Data to examine
****
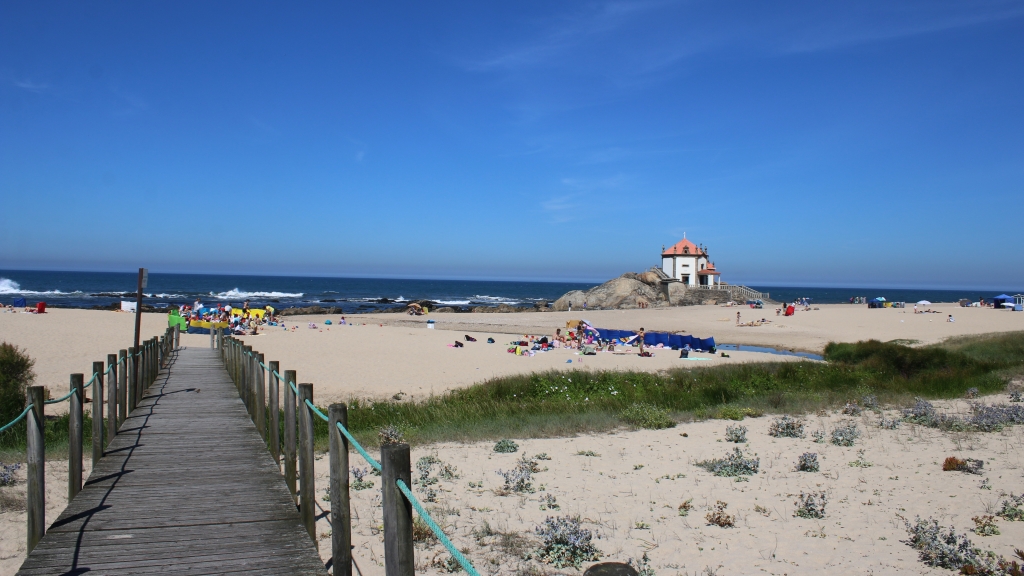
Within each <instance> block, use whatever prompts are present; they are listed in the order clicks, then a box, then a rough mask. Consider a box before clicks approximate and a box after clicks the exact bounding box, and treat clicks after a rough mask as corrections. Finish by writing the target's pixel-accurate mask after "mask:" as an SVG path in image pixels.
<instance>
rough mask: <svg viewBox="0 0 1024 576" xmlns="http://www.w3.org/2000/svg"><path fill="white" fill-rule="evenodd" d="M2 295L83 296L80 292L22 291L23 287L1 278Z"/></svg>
mask: <svg viewBox="0 0 1024 576" xmlns="http://www.w3.org/2000/svg"><path fill="white" fill-rule="evenodd" d="M0 294H29V295H34V296H46V295H57V294H81V292H79V291H77V290H76V291H75V292H61V291H60V290H42V291H39V290H22V286H20V285H19V284H18V283H17V282H14V281H13V280H10V279H8V278H0Z"/></svg>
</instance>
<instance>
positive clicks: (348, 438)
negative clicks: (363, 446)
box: [338, 422, 384, 472]
mask: <svg viewBox="0 0 1024 576" xmlns="http://www.w3.org/2000/svg"><path fill="white" fill-rule="evenodd" d="M338 429H339V430H341V434H342V435H344V437H345V438H346V439H348V442H349V444H351V445H352V446H353V447H355V451H356V452H358V453H359V455H360V456H362V459H364V460H366V461H367V463H369V464H370V465H371V466H373V467H374V469H376V470H377V471H379V472H382V471H384V468H382V467H381V463H380V462H378V461H377V460H374V457H373V456H371V455H370V453H369V452H367V450H366V449H365V448H362V445H361V444H359V443H358V441H356V440H355V438H353V437H352V435H351V434H349V431H348V430H347V429H345V426H343V425H341V422H338Z"/></svg>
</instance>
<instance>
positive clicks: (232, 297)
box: [210, 288, 303, 300]
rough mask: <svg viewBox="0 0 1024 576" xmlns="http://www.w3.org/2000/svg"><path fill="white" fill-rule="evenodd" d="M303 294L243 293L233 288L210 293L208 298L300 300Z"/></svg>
mask: <svg viewBox="0 0 1024 576" xmlns="http://www.w3.org/2000/svg"><path fill="white" fill-rule="evenodd" d="M302 295H303V292H244V291H242V290H239V289H238V288H233V289H231V290H228V291H226V292H216V293H214V292H210V296H211V297H213V298H218V299H222V300H238V299H240V298H242V299H244V298H301V297H302Z"/></svg>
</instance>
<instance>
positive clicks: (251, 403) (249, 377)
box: [242, 346, 253, 418]
mask: <svg viewBox="0 0 1024 576" xmlns="http://www.w3.org/2000/svg"><path fill="white" fill-rule="evenodd" d="M242 349H243V353H242V399H243V400H244V401H245V403H246V410H248V411H249V417H250V418H252V417H253V405H252V394H251V393H252V352H253V347H252V346H246V347H244V348H242Z"/></svg>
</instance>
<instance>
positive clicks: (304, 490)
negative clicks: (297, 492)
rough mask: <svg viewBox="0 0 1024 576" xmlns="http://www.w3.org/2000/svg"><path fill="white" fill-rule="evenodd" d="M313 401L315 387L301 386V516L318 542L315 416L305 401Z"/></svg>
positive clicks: (313, 542)
mask: <svg viewBox="0 0 1024 576" xmlns="http://www.w3.org/2000/svg"><path fill="white" fill-rule="evenodd" d="M307 400H308V401H309V402H312V401H313V385H312V384H299V402H298V411H299V516H300V517H301V518H302V524H303V525H304V526H305V527H306V532H308V533H309V537H310V538H312V540H313V545H314V546H316V547H317V548H318V547H319V544H318V542H317V541H316V486H315V483H314V480H315V479H316V474H315V472H313V414H312V410H310V409H309V407H308V406H306V402H305V401H307Z"/></svg>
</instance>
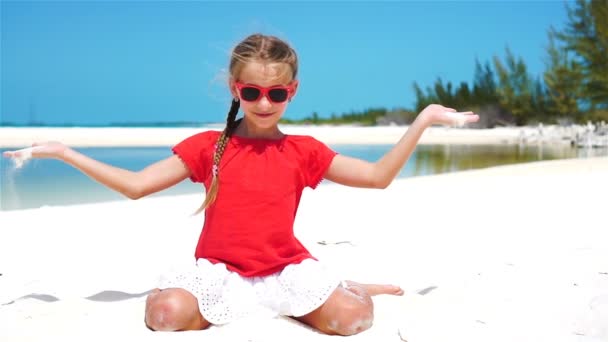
****
What the task requires
Copy all the items above, swapping every "positive clicks" for "foreground clicks" and changing nothing else. Leave the pictures out.

Reply
Within each <instance> block, use whatever prompts are present; they are listed in the order clicks, then a box, then a rough mask. Consider a box before clicks approximate and a box after clicks the exact bounding box, and treat clicks after a rough mask as corrections. Finish by writing the target's pixel-accurate mask after "mask:" as an SVG path in image pixels.
<instance>
rough mask: <svg viewBox="0 0 1024 576" xmlns="http://www.w3.org/2000/svg"><path fill="white" fill-rule="evenodd" d="M2 295L83 296L80 292L22 291L23 287L1 278Z"/></svg>
mask: <svg viewBox="0 0 1024 576" xmlns="http://www.w3.org/2000/svg"><path fill="white" fill-rule="evenodd" d="M0 294H29V295H34V296H46V295H57V294H81V292H79V291H77V290H76V291H75V292H61V291H60V290H42V291H39V290H22V286H20V285H19V284H18V283H17V282H14V281H13V280H10V279H8V278H0Z"/></svg>
</instance>
<instance>
foreground clicks: (348, 438)
negative clicks: (363, 446)
box: [338, 422, 384, 472]
mask: <svg viewBox="0 0 1024 576" xmlns="http://www.w3.org/2000/svg"><path fill="white" fill-rule="evenodd" d="M338 429H339V430H341V434H342V435H344V437H345V438H346V439H348V442H349V444H351V445H352V446H353V447H355V451H356V452H358V453H359V455H360V456H362V459H364V460H366V461H367V463H369V464H370V465H371V466H373V467H374V469H376V470H377V471H379V472H382V471H384V468H382V467H381V463H380V462H378V461H377V460H374V457H373V456H371V455H370V453H369V452H367V450H366V449H365V448H362V445H361V444H359V443H358V441H356V440H355V438H353V437H352V435H351V434H349V431H348V430H347V429H345V426H343V425H341V422H338Z"/></svg>
</instance>
<instance>
foreground clicks: (232, 297)
box: [210, 288, 303, 300]
rough mask: <svg viewBox="0 0 1024 576" xmlns="http://www.w3.org/2000/svg"><path fill="white" fill-rule="evenodd" d="M303 294L243 293L233 288L210 293L208 298L300 300Z"/></svg>
mask: <svg viewBox="0 0 1024 576" xmlns="http://www.w3.org/2000/svg"><path fill="white" fill-rule="evenodd" d="M302 295H303V292H244V291H242V290H239V289H238V288H233V289H231V290H228V291H226V292H216V293H214V292H210V296H211V297H213V298H218V299H222V300H238V299H240V298H242V299H244V298H301V297H302Z"/></svg>
</instance>
<instance>
foreground clicks: (251, 403) (249, 377)
box: [242, 346, 253, 418]
mask: <svg viewBox="0 0 1024 576" xmlns="http://www.w3.org/2000/svg"><path fill="white" fill-rule="evenodd" d="M242 349H243V353H242V399H243V400H244V401H245V403H246V410H248V411H249V417H250V418H252V417H253V405H252V394H251V393H252V352H253V347H252V346H246V347H244V348H242Z"/></svg>
</instance>
<instance>
foreground clicks: (304, 490)
negative clicks: (297, 492)
rough mask: <svg viewBox="0 0 1024 576" xmlns="http://www.w3.org/2000/svg"><path fill="white" fill-rule="evenodd" d="M313 401L315 387L301 386V516L318 542L315 416L305 401Z"/></svg>
foreground clicks: (313, 542)
mask: <svg viewBox="0 0 1024 576" xmlns="http://www.w3.org/2000/svg"><path fill="white" fill-rule="evenodd" d="M307 400H308V401H309V402H312V401H313V385H312V384H299V402H298V411H299V516H300V517H301V518H302V524H303V525H304V526H305V527H306V532H308V533H309V537H310V538H312V540H313V545H314V546H316V547H317V548H318V547H319V544H318V542H317V541H316V486H315V483H314V480H315V479H316V474H315V472H313V414H312V410H310V409H309V407H308V406H306V402H305V401H307Z"/></svg>
</instance>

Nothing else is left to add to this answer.